**DATA FOR THIS EXERCISE**
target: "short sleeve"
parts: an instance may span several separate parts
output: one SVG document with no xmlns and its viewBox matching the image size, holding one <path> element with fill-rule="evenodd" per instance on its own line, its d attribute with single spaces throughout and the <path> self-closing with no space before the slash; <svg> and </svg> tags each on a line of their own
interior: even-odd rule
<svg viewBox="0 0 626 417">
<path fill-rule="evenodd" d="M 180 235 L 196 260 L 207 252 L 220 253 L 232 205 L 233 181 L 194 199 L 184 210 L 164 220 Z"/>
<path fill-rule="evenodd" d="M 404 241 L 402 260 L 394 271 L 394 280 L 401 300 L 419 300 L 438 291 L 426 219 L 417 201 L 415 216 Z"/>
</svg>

**INSTRUCTIONS FOR THE TASK**
Where does the word "instance" occur in the records? Return every line that holds it.

**EXERCISE OUTPUT**
parts: an instance may span several separate parts
output: one SVG document with no xmlns and its viewBox matching the image size, holding one <path> element with fill-rule="evenodd" per instance on its own line, its d attribute with single spaces throughout and the <path> self-closing with no space before the slash; <svg> and </svg> tags each on a line of their own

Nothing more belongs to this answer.